# PROBLEM
Write out only the final part of the records below. It begins with the line that contains "</instance>" and ends with the last line.

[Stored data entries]
::::::::

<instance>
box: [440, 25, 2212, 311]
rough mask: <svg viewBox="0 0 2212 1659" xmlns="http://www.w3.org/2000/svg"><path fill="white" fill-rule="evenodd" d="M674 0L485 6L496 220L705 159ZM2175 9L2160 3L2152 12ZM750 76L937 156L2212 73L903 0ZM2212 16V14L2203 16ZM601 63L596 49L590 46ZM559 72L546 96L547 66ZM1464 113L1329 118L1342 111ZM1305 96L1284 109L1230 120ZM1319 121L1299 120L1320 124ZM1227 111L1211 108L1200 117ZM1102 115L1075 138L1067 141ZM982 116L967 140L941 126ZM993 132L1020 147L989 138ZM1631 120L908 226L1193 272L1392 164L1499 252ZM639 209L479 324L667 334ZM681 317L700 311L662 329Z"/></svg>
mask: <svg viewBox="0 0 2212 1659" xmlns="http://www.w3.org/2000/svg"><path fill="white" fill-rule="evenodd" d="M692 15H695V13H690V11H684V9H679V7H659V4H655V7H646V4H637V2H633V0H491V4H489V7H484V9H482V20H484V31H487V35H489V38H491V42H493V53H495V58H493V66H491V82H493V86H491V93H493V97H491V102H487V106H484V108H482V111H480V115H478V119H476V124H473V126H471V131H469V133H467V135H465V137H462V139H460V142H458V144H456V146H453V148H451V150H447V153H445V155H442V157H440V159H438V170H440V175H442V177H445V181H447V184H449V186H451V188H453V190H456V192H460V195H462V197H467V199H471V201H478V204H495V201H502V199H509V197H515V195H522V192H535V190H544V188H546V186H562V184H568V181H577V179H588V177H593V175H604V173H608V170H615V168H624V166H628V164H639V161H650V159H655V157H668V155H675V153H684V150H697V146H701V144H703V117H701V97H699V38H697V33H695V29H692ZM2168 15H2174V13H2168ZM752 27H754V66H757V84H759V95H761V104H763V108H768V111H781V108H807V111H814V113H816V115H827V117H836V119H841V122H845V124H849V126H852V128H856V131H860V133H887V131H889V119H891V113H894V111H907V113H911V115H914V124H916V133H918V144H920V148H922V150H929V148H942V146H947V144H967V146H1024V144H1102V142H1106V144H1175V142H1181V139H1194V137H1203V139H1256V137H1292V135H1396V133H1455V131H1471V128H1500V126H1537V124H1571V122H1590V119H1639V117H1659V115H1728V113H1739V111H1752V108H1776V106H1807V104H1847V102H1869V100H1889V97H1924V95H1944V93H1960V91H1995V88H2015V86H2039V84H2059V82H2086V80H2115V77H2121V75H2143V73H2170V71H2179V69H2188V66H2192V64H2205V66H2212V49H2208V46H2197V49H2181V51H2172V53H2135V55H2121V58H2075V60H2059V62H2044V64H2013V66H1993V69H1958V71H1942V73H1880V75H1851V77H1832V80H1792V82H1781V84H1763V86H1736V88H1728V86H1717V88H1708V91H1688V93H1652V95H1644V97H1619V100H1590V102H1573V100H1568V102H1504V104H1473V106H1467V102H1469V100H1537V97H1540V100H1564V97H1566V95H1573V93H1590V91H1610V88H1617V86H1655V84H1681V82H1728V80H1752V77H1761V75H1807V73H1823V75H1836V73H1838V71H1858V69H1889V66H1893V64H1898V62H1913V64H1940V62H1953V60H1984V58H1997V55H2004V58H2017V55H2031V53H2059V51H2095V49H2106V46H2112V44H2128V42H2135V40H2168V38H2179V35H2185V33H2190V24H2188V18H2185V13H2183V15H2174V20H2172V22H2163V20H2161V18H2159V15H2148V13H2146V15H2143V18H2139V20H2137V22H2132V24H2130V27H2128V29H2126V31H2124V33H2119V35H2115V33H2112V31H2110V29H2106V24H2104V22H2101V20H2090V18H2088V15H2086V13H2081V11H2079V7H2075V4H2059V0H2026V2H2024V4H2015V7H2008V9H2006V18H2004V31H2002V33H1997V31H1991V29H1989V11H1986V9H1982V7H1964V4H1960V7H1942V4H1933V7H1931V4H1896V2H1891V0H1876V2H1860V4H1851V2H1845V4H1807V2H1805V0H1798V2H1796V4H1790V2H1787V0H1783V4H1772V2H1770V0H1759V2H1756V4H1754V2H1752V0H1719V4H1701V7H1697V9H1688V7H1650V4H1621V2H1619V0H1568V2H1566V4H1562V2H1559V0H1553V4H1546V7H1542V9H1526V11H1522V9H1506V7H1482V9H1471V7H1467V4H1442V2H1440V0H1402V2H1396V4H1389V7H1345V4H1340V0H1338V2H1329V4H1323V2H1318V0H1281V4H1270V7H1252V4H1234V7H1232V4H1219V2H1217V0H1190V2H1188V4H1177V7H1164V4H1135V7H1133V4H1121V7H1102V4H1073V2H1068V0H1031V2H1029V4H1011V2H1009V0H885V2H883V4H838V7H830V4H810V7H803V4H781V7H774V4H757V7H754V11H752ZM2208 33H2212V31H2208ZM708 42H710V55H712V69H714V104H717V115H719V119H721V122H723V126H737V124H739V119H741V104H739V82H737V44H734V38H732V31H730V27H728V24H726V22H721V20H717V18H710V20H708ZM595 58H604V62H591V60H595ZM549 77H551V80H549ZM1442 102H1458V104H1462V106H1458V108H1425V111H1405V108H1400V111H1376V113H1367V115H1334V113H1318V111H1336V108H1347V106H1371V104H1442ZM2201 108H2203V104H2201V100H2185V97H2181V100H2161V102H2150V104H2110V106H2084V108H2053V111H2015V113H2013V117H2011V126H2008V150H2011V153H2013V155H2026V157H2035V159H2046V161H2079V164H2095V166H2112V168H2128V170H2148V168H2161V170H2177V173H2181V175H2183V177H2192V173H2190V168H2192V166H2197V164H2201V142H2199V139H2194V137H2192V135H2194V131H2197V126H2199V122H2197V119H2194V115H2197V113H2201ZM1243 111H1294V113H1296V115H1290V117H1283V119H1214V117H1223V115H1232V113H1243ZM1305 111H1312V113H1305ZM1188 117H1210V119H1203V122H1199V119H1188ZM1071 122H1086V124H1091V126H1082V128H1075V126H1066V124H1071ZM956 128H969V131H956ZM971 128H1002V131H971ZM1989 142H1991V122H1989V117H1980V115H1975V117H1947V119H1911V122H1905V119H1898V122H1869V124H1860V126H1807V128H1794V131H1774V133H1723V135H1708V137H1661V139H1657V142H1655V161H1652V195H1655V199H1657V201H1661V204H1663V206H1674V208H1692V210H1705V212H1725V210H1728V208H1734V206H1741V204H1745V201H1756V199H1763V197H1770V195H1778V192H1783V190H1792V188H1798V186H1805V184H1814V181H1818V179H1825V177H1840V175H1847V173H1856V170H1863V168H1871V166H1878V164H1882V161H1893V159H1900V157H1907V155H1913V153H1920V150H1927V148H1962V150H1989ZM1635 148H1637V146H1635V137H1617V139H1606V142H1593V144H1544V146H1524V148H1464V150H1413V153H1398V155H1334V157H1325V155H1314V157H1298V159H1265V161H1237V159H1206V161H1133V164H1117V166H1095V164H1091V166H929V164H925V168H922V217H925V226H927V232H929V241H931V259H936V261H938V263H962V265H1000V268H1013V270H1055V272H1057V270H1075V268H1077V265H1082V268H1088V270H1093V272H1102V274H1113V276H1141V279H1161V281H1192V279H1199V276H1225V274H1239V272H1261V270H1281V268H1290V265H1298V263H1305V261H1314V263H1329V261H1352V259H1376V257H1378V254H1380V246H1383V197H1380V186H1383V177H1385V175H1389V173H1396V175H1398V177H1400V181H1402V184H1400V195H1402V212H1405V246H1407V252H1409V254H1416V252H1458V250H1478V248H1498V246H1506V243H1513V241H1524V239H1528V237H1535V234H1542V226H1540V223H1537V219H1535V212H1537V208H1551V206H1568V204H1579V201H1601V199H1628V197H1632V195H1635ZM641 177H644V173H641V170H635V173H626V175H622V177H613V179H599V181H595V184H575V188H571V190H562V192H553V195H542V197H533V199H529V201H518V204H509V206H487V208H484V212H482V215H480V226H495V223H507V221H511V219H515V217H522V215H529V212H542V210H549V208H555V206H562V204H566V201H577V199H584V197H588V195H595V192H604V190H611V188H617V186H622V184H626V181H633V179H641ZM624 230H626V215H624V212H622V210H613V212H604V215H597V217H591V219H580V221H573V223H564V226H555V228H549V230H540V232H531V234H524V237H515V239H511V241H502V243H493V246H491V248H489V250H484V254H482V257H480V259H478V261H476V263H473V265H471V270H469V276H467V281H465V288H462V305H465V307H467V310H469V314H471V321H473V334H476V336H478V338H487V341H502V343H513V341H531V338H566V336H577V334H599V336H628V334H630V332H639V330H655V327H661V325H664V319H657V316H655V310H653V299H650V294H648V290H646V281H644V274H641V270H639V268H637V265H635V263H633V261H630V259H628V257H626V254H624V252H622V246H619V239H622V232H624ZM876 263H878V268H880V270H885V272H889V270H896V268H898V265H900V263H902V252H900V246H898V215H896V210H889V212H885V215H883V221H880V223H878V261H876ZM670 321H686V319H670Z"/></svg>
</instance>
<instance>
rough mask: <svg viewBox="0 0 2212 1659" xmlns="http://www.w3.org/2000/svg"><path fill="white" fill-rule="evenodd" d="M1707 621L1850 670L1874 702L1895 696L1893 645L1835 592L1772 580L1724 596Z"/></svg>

::::::::

# ANSWER TO THIS TASK
</instance>
<instance>
rough mask: <svg viewBox="0 0 2212 1659" xmlns="http://www.w3.org/2000/svg"><path fill="white" fill-rule="evenodd" d="M1707 621L1850 670L1874 702L1895 696L1893 645L1835 592L1772 580L1724 596Z"/></svg>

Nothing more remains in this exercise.